__SOURCE EXTRACT__
━━━━━━

The May 2 leak of a draft Supreme Court ruling signed by Justice Samuel Alito overturning the 1973 Roe v. Wade decision has set off a debate across the country. The leak was met with a hysterical response from the liberal media, full of misinformation aimed at shoring up plummeting support for Democrats in the upcoming midterm elections.
If this or a similar decision is reached, the discussion and debate it will open over how to best advance the interests of working-class women and their families must be joined. This discussion was shut off in 1973 before millions had been convinced that abortion was needed as just one part of family planning and for defending the rights of women. Ever since, those seeking to defend women’s legal access to abortion have been shackled by the Roe ruling. It was a blow to the fight for women’s emancipation. Focusing on trying to defend it will only further muddy the real questions.
It is useful to read Alito’s draft. It’s far from being a right-wing rant, as liberals suggest. Alito quotes from Ruth Bader Ginsberg’s judgment saying Roe v. Wade “halted a political process that was moving in a reform direction and thereby, I believed, prolonged divisiveness and deferred stable settlement of the issue.”
The Roe decision was an example of a majority of politically motivated judges concocting a ruling based neither on the Constitution nor on an already accomplished and overwhelming shift in public opinion. This guaranteed ongoing combat rather than settling anything.

━━━━━━

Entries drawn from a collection

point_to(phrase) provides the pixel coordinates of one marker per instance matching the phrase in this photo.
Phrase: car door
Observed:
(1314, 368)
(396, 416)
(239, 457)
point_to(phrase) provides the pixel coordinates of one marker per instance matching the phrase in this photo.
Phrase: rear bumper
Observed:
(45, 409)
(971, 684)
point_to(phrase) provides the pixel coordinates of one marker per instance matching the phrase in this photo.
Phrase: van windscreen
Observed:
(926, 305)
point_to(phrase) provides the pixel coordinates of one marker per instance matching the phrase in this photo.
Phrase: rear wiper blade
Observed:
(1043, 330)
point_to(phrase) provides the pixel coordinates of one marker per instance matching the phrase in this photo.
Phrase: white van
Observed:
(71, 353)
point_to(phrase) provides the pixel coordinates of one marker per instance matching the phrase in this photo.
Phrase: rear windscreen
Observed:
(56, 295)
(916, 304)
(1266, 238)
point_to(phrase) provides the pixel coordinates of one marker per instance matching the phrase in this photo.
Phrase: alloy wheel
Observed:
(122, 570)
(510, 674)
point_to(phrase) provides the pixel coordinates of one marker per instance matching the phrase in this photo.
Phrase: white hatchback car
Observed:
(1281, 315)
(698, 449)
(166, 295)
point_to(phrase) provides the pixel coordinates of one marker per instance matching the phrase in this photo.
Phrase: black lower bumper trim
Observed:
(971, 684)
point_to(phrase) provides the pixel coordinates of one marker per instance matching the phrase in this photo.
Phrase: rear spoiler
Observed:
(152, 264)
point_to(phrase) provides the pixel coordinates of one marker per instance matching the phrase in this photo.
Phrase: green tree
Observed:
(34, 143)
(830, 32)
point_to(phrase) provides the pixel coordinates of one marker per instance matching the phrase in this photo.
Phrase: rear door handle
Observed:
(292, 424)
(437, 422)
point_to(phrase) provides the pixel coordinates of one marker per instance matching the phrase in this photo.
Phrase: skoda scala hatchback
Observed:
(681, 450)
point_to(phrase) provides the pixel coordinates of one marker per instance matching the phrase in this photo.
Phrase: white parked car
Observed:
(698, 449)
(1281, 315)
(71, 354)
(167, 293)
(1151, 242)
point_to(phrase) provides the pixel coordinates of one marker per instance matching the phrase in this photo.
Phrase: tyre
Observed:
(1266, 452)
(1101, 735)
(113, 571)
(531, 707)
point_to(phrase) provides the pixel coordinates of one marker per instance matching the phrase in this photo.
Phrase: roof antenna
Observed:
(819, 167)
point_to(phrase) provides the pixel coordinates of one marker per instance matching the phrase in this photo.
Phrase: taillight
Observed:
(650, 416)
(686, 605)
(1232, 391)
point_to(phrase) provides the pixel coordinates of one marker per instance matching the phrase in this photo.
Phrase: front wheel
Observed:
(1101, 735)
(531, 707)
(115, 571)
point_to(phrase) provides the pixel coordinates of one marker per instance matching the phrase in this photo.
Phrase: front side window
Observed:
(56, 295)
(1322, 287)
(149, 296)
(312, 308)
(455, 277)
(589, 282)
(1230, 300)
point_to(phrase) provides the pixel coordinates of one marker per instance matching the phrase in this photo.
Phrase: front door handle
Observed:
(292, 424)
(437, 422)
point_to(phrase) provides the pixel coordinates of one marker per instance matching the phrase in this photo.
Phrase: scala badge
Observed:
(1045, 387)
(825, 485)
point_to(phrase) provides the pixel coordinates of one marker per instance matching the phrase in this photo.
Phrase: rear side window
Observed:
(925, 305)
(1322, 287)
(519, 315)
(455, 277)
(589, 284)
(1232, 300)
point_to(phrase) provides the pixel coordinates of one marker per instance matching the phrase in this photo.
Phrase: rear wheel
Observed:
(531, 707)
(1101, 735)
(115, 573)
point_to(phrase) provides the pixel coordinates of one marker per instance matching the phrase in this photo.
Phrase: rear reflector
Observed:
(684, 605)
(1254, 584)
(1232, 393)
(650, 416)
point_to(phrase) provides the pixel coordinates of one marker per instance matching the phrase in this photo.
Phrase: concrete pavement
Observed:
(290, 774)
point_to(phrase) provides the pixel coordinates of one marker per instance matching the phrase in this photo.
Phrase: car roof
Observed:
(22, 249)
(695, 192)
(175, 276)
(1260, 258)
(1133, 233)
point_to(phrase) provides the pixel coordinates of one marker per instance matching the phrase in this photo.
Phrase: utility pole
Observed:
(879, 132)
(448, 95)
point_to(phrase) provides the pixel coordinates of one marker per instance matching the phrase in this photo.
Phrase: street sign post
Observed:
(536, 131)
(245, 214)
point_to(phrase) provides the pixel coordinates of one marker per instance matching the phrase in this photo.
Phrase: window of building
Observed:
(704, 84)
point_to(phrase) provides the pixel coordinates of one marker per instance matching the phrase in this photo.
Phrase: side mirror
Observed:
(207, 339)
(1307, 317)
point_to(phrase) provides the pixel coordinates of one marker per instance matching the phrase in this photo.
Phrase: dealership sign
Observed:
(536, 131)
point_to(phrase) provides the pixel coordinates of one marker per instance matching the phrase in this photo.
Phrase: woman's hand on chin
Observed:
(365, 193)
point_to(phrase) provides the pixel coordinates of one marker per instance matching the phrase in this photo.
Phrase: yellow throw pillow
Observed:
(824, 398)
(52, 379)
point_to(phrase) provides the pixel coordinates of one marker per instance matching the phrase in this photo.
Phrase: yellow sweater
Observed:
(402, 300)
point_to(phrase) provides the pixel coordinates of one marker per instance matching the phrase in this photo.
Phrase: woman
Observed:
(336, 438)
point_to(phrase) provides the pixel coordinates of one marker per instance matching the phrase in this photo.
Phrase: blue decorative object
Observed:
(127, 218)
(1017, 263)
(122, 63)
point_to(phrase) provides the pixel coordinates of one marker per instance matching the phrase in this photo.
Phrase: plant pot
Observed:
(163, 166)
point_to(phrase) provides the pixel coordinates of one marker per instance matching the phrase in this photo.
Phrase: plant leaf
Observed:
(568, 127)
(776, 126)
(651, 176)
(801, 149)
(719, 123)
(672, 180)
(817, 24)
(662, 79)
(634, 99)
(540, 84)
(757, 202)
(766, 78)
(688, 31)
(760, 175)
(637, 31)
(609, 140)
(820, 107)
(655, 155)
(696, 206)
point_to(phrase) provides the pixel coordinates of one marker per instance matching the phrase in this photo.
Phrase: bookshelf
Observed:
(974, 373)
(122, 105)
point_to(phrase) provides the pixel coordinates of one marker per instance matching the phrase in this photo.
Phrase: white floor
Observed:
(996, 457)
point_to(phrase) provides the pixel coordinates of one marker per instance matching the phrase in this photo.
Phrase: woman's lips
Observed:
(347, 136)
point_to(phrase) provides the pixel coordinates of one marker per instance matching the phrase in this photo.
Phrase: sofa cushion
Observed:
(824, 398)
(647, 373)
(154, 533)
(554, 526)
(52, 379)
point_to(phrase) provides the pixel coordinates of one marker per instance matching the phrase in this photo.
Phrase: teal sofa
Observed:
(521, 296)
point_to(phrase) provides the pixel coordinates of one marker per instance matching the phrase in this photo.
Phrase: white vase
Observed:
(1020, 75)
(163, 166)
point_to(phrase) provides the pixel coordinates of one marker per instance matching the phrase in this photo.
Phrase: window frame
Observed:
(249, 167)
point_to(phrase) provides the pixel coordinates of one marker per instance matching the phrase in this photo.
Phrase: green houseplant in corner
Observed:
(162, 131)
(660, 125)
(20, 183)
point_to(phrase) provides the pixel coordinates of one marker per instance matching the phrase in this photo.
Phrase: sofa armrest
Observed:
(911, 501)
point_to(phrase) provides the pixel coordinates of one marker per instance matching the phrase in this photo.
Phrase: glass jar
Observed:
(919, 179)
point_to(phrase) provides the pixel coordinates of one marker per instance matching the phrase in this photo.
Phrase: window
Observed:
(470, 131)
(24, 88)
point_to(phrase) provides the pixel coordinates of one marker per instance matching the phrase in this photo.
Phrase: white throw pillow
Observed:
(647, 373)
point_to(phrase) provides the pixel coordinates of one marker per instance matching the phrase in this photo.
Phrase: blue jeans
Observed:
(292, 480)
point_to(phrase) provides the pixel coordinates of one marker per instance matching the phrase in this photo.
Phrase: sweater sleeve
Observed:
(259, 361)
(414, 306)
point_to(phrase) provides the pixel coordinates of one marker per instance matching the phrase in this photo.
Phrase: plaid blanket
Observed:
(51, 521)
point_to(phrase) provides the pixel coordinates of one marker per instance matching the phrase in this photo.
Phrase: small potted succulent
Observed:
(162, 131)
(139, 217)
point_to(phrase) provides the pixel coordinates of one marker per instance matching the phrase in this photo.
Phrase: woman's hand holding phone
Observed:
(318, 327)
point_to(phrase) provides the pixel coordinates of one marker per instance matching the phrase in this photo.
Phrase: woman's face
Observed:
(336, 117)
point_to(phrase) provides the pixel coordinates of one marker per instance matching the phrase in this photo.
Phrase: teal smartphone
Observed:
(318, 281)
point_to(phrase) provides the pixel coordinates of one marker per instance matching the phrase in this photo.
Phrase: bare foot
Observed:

━━━━━━

__PROMPT A__
Answer each question from the piece on the leaked Supreme Court draft.
(i) On what date was the draft ruling leaked?
(ii) Whose judgment does Alito quote in his draft?
(iii) What does the final paragraph say the Roe decision guaranteed?
__PROMPT B__
Quote the piece on the leaked Supreme Court draft from "The May 2 leak" to "upcoming midterm elections.".

__EXERCISE OUTPUT A__
(i) May 2
(ii) Ruth Bader Ginsberg's
(iii) Ongoing combat rather than settling anything

__EXERCISE OUTPUT B__
The May 2 leak of a draft Supreme Court ruling signed by Justice Samuel Alito overturning the 1973 Roe v. Wade decision has set off a debate across the country. The leak was met with a hysterical response from the liberal media, full of misinformation aimed at shoring up plummeting support for Democrats in the upcoming midterm elections.